- _Direction_
Pictures do not belong in the copy; quote every entry below exactly.

- _Stored data_
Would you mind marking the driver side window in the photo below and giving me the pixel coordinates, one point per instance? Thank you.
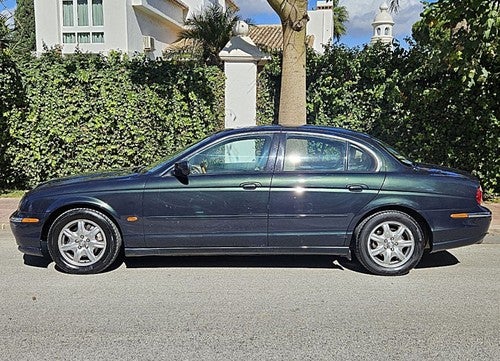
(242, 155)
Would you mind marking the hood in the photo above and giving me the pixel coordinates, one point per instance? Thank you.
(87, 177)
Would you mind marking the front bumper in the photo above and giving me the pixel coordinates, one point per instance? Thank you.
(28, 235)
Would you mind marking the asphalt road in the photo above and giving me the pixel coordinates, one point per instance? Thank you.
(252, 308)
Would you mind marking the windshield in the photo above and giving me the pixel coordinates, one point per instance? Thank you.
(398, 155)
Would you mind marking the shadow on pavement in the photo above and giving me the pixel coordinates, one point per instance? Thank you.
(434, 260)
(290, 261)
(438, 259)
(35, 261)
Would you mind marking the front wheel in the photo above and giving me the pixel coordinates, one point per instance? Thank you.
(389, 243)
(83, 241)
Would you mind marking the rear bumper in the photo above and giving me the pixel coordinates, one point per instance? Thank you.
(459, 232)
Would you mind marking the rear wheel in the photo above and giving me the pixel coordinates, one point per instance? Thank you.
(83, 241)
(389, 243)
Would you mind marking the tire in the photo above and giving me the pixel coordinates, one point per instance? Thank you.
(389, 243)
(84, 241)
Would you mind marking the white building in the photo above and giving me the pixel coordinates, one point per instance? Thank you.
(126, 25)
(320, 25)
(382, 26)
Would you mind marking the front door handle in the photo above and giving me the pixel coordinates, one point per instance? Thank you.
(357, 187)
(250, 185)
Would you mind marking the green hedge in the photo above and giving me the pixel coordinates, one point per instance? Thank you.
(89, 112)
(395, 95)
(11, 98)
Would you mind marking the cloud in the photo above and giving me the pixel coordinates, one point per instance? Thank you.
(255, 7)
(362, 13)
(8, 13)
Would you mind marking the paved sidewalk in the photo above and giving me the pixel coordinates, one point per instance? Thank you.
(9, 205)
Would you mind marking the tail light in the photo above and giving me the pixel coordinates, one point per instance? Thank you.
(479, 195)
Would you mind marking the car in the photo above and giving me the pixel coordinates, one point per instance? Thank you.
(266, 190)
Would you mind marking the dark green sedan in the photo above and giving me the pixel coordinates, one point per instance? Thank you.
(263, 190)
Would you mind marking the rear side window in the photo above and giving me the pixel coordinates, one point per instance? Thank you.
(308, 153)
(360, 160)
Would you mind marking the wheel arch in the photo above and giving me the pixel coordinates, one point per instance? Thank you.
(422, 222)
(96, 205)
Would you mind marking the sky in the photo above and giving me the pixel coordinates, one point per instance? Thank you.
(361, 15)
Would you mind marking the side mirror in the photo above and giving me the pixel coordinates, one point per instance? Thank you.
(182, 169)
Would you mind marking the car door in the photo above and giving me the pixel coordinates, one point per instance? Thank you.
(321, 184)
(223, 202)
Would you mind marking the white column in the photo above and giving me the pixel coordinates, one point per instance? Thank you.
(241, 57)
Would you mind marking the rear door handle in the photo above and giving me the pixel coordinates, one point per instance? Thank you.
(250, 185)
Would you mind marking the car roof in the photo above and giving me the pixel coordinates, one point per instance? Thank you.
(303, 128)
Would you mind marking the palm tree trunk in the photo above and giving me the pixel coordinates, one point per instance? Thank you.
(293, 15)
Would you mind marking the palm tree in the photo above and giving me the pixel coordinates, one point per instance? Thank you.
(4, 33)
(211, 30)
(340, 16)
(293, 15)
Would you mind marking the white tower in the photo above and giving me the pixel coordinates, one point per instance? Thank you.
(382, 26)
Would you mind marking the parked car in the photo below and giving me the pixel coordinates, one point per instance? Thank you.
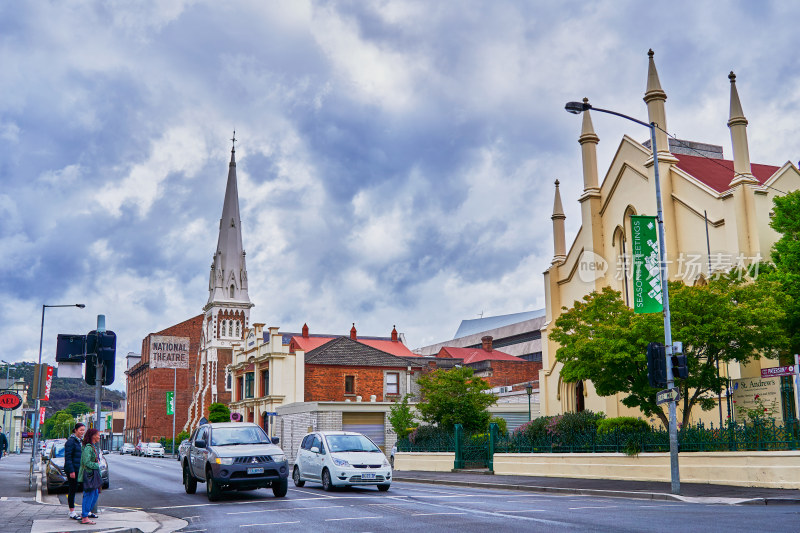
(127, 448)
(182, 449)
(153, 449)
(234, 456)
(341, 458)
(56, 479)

- _The reply_
Would you mind marking the driver side window in the photo below and giving me the pixel coordinates, one point per instance? Thank you.
(242, 155)
Would you mind marking the hood in the photo above and giving me the pixel coordinates, one point per instance? Thank you.
(87, 177)
Would you mind marking the front bumper in the photo above and giving me the pixel coordinates, one point per instance? Thank you.
(28, 235)
Would you mind marking the asphalt road in the photo above and giving me the pixel coordinates, one point per instance? Thank you.
(252, 308)
Would you mind marking the windshield in the photo above and giving me the pixel coordinates, one point per instance? Thank you.
(398, 155)
Would you mind marking the shadow on pavement in the photo above and giving me the pixel coordinates, one point per instance? Thank you.
(434, 260)
(290, 261)
(438, 259)
(35, 261)
Would you mind marking the front wheel in the photo above and giving me the pixel coordinates, one point per instance? Thank you.
(389, 243)
(83, 241)
Would you mind marking the rear bumper in the photo above and giving me the pixel coordinates, one point per instance? Thank you.
(459, 232)
Would you mind marking the rear wheel in the photo above and giving me the pixel coordinates, one point per instance? Thank you.
(83, 241)
(389, 243)
Would you mind marking the tire in the photo above and giving me the pixel coordinates, one point per instance? Thank you.
(389, 243)
(84, 241)
Would you mind marking the white building in the photo above and giving me the pixel coordinates, one point per instance? Thank you.
(126, 25)
(320, 25)
(382, 26)
Would you mind marking the front door handle in the photo above and giving me the pixel coordinates, one point per instance? Thank you.
(357, 187)
(250, 185)
Would you mind marking the green hedge in the photo above and giving me the pixel coordinates, one point per instance? Thank you.
(89, 112)
(395, 95)
(11, 98)
Would you mind marking the cloud in the photo above and giving me the pixel coordinates, one point per instance? Thank you.
(255, 7)
(362, 13)
(8, 13)
Would you mind marking the paved sidewalk in the photo above and giving me the pixel coordinates, one point per instance? Thank you.
(9, 205)
Would you mind marking the tail light in the photo above and giving me the pixel coordinates, one point per instance? Thank you.
(479, 195)
Would you mind marking the car in the photo above and giving me the pixel coordinates, one point per instance? Thank you.
(266, 190)
Would you mind marking the dark green sedan in the photo above and giving me the pixel coordinates, one point per instance? Thank you.
(263, 190)
Would you mind marking the rear side window in the photo above and giving me the pixel coordinates, one point per instance? Thank you.
(308, 153)
(360, 160)
Would you mind marking the wheel arch in the photo above and giving me the pixel coordinates, one point per instance? Thank you.
(422, 222)
(96, 205)
Would you mind marking the sky in the photo above and giving me the pixel coordinates, one point per instance? Thank you.
(361, 15)
Would you mind marking the side mirror in the photo above and giving me the pixel coordinates, one point per instance? Thank you.
(182, 169)
Would you mind marking the car door in the photo above and giving me the pixel coordinates, one point per instance? Thank you.
(321, 184)
(223, 202)
Would you mind marking the white column in the photo above and giving me the pixel coordinates, one point per instance? Thank you.
(241, 57)
Would you mind marking the rear door handle in the photo above and giving me the pixel coordinates, one point per instance? Thank you.
(250, 185)
Would you mind marking the car roof in the photo above and giving me the pixel coordinates, one point per instance? Thank you.
(303, 128)
Would you mind marking the palm tree trunk in the photo above and giving me the pixel coordinates, one point per instance? Thank you.
(293, 15)
Would you mind marking the palm tree in the photo above and giving me the pixel coordinates, one point per instance? Thank you.
(4, 33)
(211, 30)
(340, 16)
(293, 15)
Would you mind marking the white tower in the photo above and giving me the pixel coordinates, one point per instance? Thank you.
(382, 26)
Would you mind marking the parked car in the photo below and giving me the pixel coordinates, one point per instance? Thank you.
(127, 448)
(182, 449)
(153, 449)
(234, 456)
(341, 458)
(56, 479)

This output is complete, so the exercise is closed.